▶ Instructions to follow
In the data below, find the line with "Exercise. Spot the frozen" and output it along with every later line, exactly, but not the pictures.

▶

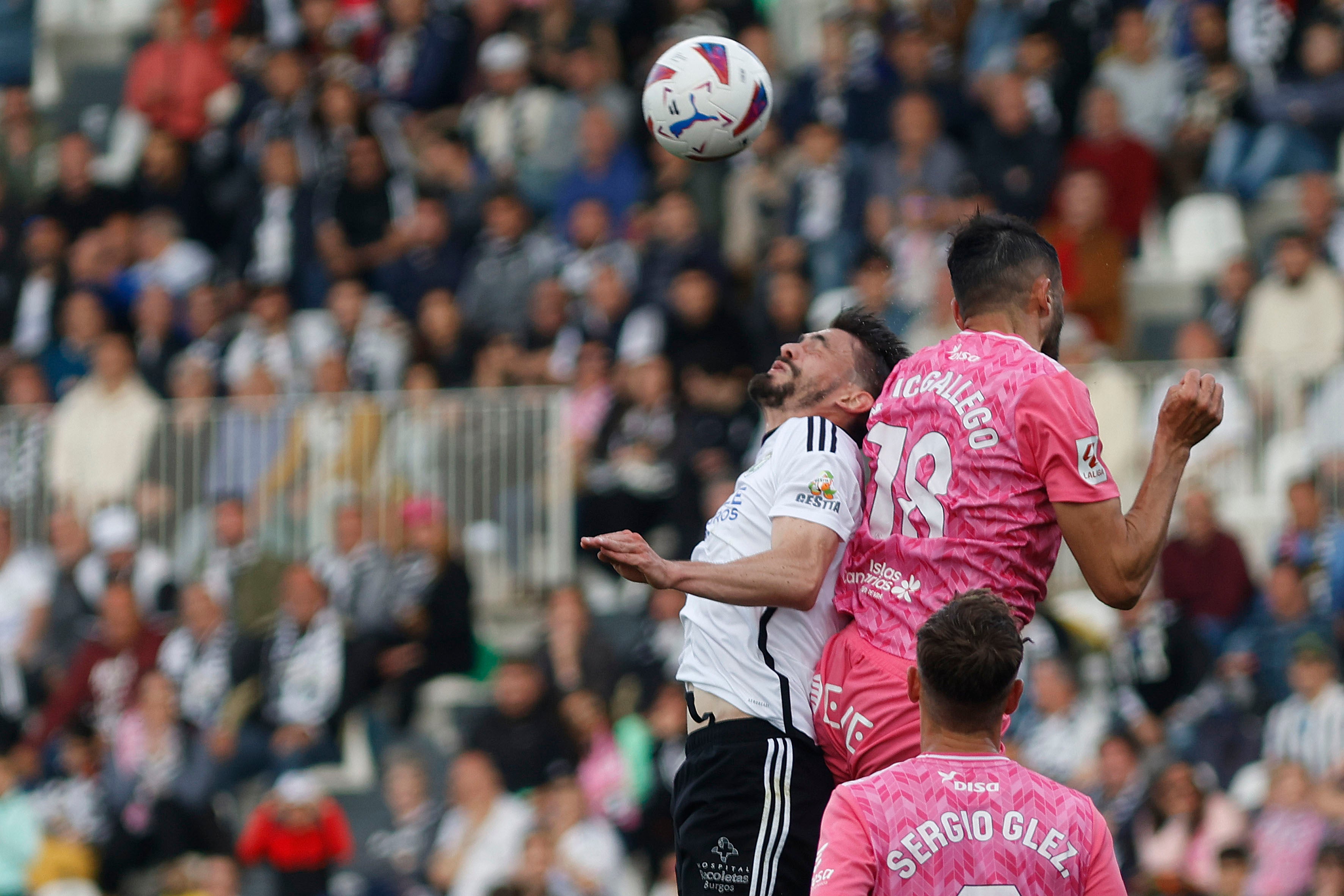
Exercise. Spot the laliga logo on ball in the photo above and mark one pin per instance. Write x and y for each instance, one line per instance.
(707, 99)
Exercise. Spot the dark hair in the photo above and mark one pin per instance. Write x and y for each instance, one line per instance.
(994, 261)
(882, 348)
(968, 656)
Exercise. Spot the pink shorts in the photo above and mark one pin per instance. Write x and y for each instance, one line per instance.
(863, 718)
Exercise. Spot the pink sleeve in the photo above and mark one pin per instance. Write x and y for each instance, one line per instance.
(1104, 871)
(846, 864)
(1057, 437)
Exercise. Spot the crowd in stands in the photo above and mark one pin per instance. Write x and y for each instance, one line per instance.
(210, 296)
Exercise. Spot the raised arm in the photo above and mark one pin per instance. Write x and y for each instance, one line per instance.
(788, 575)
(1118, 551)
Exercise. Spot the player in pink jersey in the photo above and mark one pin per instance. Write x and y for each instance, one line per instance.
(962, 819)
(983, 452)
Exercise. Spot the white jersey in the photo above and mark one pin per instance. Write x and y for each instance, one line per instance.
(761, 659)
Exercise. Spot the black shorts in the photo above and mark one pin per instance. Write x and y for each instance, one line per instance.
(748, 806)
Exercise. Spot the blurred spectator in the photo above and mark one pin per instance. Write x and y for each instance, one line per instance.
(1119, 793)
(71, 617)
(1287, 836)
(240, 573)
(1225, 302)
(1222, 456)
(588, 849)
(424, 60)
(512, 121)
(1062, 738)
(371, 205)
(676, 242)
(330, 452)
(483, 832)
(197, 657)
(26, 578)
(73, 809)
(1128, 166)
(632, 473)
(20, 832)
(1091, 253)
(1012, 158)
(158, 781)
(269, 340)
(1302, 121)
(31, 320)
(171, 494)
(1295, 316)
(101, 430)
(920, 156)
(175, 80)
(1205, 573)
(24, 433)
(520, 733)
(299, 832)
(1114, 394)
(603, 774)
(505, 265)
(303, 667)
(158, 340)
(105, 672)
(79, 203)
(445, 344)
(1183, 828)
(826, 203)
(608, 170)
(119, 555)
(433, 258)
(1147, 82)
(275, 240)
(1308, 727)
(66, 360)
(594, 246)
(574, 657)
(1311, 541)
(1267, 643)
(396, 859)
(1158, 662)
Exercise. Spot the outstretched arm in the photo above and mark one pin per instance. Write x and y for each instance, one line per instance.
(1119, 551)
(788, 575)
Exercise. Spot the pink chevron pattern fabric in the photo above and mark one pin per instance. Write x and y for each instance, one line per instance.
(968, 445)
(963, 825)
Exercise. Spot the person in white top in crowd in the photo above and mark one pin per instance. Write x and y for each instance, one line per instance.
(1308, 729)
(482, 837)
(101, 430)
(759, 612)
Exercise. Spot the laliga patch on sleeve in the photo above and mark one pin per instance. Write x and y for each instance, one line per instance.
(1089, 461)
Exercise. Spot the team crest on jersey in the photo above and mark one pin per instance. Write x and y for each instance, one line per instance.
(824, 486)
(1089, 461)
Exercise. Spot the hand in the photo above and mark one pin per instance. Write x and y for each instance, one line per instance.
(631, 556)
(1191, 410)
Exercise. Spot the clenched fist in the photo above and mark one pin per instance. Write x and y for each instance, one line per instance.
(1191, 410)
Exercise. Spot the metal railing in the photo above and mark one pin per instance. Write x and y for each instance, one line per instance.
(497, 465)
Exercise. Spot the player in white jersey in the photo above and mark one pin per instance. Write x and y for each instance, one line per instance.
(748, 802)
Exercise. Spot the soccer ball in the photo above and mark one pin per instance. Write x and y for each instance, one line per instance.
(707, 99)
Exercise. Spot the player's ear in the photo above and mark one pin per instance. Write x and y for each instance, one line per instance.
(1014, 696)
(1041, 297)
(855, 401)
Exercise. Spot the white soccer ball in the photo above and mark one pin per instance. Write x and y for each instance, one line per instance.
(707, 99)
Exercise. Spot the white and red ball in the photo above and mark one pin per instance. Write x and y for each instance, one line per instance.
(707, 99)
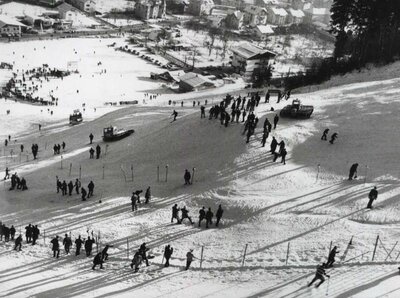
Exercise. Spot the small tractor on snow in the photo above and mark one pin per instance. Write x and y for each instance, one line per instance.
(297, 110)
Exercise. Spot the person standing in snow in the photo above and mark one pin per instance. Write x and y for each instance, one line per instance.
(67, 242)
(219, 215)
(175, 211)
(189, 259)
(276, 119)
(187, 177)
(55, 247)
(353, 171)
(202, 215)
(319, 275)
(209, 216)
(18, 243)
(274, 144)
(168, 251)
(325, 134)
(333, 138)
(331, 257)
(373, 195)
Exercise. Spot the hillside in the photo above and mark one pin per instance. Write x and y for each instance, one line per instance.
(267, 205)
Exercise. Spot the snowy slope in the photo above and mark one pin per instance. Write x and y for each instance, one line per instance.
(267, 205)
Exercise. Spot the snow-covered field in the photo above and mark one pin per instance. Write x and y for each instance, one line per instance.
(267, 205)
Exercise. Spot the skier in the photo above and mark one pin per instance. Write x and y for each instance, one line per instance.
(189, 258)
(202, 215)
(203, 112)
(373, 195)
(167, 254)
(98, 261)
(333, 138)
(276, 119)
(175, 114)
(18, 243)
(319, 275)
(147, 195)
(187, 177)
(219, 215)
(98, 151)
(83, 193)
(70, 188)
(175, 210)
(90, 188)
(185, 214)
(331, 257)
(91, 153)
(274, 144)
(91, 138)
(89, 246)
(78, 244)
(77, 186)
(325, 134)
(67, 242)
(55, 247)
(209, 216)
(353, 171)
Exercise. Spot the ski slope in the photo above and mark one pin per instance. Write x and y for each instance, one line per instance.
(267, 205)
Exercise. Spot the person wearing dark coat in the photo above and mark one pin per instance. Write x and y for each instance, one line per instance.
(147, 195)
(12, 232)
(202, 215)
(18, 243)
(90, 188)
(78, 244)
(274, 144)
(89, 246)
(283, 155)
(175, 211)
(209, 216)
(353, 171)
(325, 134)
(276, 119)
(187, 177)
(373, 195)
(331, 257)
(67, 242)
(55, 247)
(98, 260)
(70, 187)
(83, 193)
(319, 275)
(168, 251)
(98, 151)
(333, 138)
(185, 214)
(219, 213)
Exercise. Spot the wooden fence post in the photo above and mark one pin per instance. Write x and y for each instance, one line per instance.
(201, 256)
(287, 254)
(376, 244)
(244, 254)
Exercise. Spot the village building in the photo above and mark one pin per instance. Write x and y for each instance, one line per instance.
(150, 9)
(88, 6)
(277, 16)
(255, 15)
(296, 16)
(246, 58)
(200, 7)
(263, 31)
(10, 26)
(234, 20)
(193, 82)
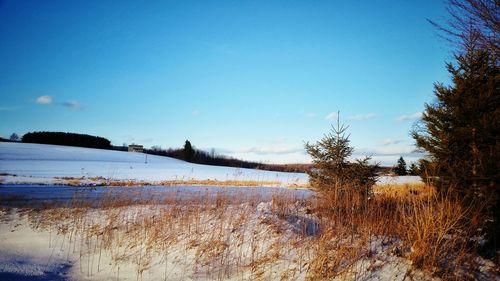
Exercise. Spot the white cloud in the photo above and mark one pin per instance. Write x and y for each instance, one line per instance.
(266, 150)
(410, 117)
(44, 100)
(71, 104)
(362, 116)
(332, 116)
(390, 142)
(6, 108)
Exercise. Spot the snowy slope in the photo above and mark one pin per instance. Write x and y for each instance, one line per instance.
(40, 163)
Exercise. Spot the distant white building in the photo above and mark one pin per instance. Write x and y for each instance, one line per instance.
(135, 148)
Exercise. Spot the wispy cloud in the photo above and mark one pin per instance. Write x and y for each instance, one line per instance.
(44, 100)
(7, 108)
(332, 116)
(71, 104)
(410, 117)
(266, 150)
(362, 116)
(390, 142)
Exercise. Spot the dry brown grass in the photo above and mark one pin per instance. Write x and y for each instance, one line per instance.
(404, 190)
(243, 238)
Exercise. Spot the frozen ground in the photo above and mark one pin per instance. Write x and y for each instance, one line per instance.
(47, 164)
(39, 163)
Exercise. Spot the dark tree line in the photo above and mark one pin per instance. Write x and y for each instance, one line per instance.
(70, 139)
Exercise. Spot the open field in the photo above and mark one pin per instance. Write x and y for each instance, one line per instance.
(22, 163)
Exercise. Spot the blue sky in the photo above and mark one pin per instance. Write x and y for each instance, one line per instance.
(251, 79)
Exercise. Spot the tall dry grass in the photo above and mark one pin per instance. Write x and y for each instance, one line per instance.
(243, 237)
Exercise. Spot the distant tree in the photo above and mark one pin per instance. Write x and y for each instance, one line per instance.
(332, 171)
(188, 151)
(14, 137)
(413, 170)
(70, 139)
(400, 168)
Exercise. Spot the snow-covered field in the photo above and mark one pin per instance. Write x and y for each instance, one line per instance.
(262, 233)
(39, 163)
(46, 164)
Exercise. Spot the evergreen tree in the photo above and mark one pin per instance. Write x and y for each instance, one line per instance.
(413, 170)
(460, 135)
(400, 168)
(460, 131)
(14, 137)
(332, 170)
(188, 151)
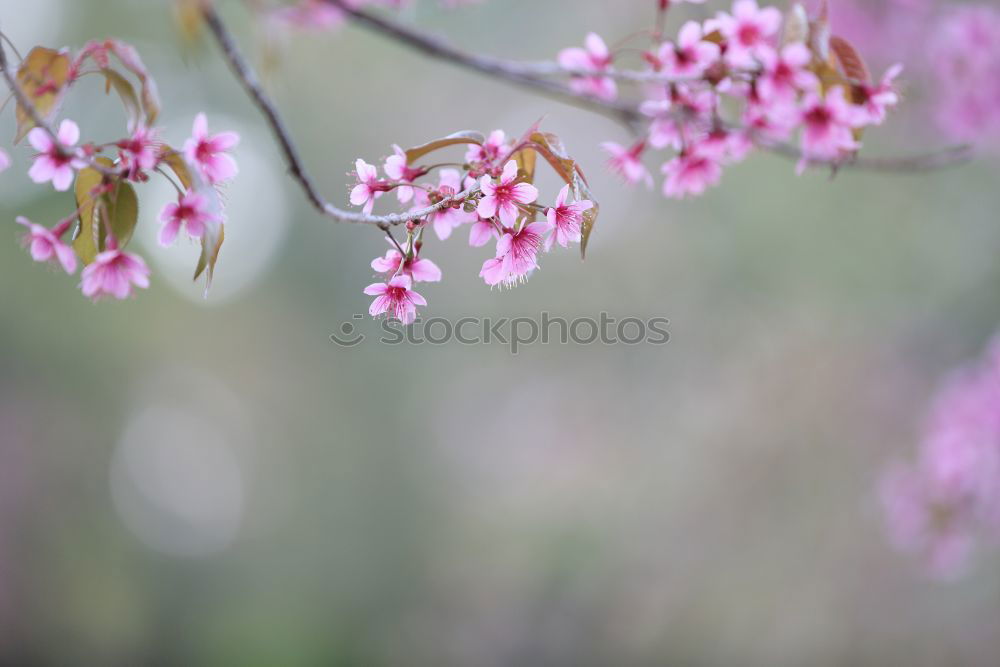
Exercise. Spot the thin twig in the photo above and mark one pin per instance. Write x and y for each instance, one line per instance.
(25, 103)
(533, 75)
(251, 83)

◀

▶ The answer
Exercise. Spot the frozen ground in the photo above and mark one pin per instance. Write x and y for each instance, one line per instance.
(47, 164)
(39, 163)
Exercise. Spot the dark tree line in the photo above and mark one pin per instance. Write x and y for each instance, one line per instance.
(70, 139)
Exercise. Spot the open field in the photo above and mark one pin per instance. Write x and y for each instance, one line per instance.
(22, 163)
Exercise. Spot the blue sky in the photo above and mark one pin per instance. Write x and y for each instance, one line per instance.
(251, 79)
Exercise. Spot the tall dry grass in the photo above and mark one pin per instance. Write x and y for each instance, one line per instance.
(243, 237)
Exercise. Spot the distant tree in the photo above and mark one pin per instance. Write x and y for each instance, one line per instance.
(332, 171)
(188, 151)
(14, 137)
(413, 170)
(70, 139)
(400, 168)
Exercise. Spot the snow-covered field in the photo above and mark one pin per instance. Write x and y for each instance, one line per instance.
(262, 233)
(39, 163)
(46, 164)
Exercise. Spot the evergreen tree in the photo above and mark one pin per instance. Write x and y for each instance, one line per instance.
(413, 170)
(460, 135)
(400, 168)
(460, 131)
(14, 137)
(332, 170)
(188, 151)
Exercise. Spot the thin twig in the photo above and mark one pin per instance. Write x and y for each instance, one line per instance.
(25, 103)
(533, 75)
(251, 83)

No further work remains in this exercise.